> Challenge
Copy everything from the beginning of the data down to the line containing "178 100 L 247", with that final line included. Leave the pictures out of your copy.
— START Records for the exercise —
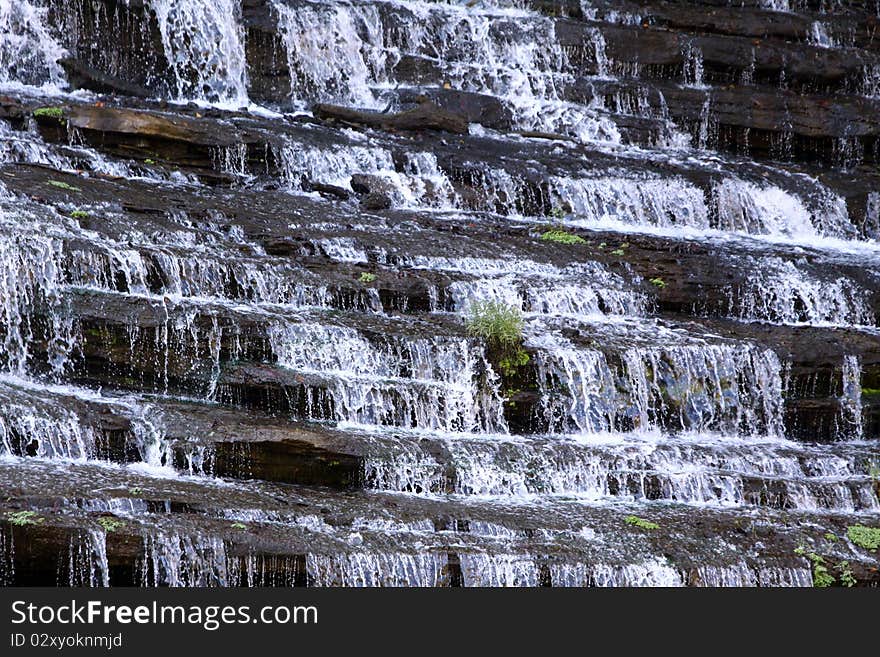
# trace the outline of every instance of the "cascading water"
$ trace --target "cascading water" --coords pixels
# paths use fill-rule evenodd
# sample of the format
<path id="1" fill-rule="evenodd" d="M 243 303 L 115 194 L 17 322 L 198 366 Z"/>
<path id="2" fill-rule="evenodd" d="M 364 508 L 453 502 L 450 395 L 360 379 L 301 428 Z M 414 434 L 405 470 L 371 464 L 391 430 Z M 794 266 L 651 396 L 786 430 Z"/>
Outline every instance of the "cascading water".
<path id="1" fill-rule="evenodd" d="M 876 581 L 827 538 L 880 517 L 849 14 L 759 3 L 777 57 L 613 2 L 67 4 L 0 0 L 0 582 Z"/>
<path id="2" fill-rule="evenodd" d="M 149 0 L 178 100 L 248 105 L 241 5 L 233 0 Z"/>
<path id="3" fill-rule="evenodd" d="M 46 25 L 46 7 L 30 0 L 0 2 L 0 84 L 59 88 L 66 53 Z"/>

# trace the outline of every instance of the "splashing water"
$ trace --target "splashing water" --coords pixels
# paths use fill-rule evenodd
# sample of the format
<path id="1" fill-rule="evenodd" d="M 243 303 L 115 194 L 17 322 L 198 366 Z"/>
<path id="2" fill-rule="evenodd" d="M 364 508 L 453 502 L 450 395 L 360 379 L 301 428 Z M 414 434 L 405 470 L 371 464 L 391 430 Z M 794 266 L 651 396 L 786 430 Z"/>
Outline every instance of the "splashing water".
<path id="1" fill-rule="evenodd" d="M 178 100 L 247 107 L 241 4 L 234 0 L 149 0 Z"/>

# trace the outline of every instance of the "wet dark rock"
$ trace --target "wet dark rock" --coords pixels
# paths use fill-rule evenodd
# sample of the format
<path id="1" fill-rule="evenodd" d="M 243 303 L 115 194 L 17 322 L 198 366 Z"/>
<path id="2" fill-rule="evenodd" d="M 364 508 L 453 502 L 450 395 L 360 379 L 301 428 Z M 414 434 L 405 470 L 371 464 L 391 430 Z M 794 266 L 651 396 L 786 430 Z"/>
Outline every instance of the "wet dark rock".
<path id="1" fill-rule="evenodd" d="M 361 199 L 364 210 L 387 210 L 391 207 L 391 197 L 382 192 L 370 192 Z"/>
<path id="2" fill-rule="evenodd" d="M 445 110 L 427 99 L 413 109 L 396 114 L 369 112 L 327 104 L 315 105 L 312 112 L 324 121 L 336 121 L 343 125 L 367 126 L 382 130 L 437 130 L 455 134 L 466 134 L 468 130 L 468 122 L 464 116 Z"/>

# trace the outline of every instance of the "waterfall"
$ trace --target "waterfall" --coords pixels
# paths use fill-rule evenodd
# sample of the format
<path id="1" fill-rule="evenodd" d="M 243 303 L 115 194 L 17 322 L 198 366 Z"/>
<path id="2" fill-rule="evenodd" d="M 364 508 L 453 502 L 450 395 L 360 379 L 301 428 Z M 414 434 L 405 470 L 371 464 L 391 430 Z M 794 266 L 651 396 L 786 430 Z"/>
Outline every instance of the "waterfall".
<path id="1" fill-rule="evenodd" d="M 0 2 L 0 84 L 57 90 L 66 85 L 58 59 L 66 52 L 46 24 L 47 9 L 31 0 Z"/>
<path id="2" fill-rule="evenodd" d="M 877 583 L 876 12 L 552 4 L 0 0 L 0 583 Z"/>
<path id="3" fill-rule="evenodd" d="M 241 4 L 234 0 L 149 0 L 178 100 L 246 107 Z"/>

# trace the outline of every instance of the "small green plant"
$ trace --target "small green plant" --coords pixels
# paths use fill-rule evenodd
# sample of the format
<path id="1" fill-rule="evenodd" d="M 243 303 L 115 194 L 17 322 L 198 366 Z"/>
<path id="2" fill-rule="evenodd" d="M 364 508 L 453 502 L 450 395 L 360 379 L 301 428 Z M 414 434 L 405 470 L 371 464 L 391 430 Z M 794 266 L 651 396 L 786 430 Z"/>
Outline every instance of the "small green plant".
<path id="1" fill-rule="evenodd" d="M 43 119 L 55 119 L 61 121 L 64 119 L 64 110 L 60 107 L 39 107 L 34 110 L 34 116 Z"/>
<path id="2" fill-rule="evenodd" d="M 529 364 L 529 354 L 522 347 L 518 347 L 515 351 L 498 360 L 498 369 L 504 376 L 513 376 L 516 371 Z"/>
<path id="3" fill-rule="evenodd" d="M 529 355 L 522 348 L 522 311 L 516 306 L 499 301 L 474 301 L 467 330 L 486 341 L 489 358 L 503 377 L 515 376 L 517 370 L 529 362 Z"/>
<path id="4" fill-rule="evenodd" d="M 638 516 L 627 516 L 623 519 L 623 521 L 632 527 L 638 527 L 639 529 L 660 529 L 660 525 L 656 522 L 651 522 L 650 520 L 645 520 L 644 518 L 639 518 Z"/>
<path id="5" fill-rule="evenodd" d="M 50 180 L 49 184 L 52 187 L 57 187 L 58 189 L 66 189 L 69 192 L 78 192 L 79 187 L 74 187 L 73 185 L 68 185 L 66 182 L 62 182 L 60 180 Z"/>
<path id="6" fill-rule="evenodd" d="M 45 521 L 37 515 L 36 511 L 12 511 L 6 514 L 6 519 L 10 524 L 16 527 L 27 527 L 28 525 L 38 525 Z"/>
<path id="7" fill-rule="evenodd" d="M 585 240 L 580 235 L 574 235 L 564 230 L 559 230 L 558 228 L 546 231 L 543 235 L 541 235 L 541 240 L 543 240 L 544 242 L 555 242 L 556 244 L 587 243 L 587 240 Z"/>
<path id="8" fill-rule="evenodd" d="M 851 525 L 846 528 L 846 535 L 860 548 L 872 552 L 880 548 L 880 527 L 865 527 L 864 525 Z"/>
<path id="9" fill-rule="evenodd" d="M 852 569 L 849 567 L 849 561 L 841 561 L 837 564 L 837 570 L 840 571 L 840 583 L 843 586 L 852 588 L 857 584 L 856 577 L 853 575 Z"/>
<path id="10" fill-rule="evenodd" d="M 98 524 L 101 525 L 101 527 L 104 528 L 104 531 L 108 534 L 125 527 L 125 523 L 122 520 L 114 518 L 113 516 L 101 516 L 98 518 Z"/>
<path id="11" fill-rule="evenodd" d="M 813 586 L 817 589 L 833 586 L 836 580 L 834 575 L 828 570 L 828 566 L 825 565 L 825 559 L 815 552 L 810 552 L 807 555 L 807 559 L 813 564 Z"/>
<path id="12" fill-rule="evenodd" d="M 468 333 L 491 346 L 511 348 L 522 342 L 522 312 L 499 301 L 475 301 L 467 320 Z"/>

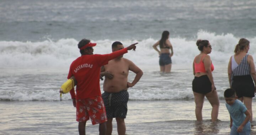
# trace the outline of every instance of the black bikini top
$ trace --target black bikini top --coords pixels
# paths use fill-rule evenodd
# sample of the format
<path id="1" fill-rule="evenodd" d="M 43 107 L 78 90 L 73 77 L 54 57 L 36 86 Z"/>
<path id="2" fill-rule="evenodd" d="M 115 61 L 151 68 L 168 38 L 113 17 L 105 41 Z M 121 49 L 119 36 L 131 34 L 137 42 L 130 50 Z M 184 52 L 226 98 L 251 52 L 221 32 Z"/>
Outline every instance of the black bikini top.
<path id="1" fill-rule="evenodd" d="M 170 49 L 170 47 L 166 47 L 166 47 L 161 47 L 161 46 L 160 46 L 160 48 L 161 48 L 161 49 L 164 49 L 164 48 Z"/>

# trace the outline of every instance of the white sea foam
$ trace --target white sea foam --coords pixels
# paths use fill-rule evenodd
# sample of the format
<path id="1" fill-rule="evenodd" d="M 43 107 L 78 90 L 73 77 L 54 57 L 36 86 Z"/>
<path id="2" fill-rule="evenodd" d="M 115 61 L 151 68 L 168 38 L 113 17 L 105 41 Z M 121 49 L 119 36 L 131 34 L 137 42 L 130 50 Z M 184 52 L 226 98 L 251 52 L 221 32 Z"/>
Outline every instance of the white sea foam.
— END Records for the exercise —
> Solved problem
# trace the outline of every instance of the "cascading water"
$ trace --target "cascading water" --coords pixels
# paths use fill-rule evenodd
# sample of the format
<path id="1" fill-rule="evenodd" d="M 243 303 L 115 194 L 17 322 L 198 366 Z"/>
<path id="2" fill-rule="evenodd" d="M 364 508 L 453 502 L 450 395 L 360 379 L 301 428 Z M 414 434 L 405 470 L 371 464 L 391 430 Z M 794 266 L 651 396 L 786 430 Z"/>
Outline every instance of the "cascading water".
<path id="1" fill-rule="evenodd" d="M 876 581 L 827 538 L 880 517 L 849 14 L 759 3 L 777 57 L 613 2 L 67 4 L 0 0 L 0 582 Z"/>
<path id="2" fill-rule="evenodd" d="M 149 0 L 178 100 L 248 105 L 241 5 L 233 0 Z"/>
<path id="3" fill-rule="evenodd" d="M 46 25 L 46 7 L 30 0 L 0 2 L 0 84 L 59 88 L 66 53 Z"/>

# trace the outline of every instance of the "splashing water"
$ trace --target "splashing water" --coords pixels
# paths use fill-rule evenodd
# sample of the format
<path id="1" fill-rule="evenodd" d="M 243 303 L 115 194 L 17 322 L 198 366 Z"/>
<path id="2" fill-rule="evenodd" d="M 364 508 L 453 502 L 450 395 L 360 379 L 301 428 Z M 414 434 L 405 470 L 371 464 L 391 430 Z M 794 266 L 651 396 L 786 430 Z"/>
Outline every instance of the "splashing water".
<path id="1" fill-rule="evenodd" d="M 178 100 L 247 107 L 241 4 L 234 0 L 149 0 Z"/>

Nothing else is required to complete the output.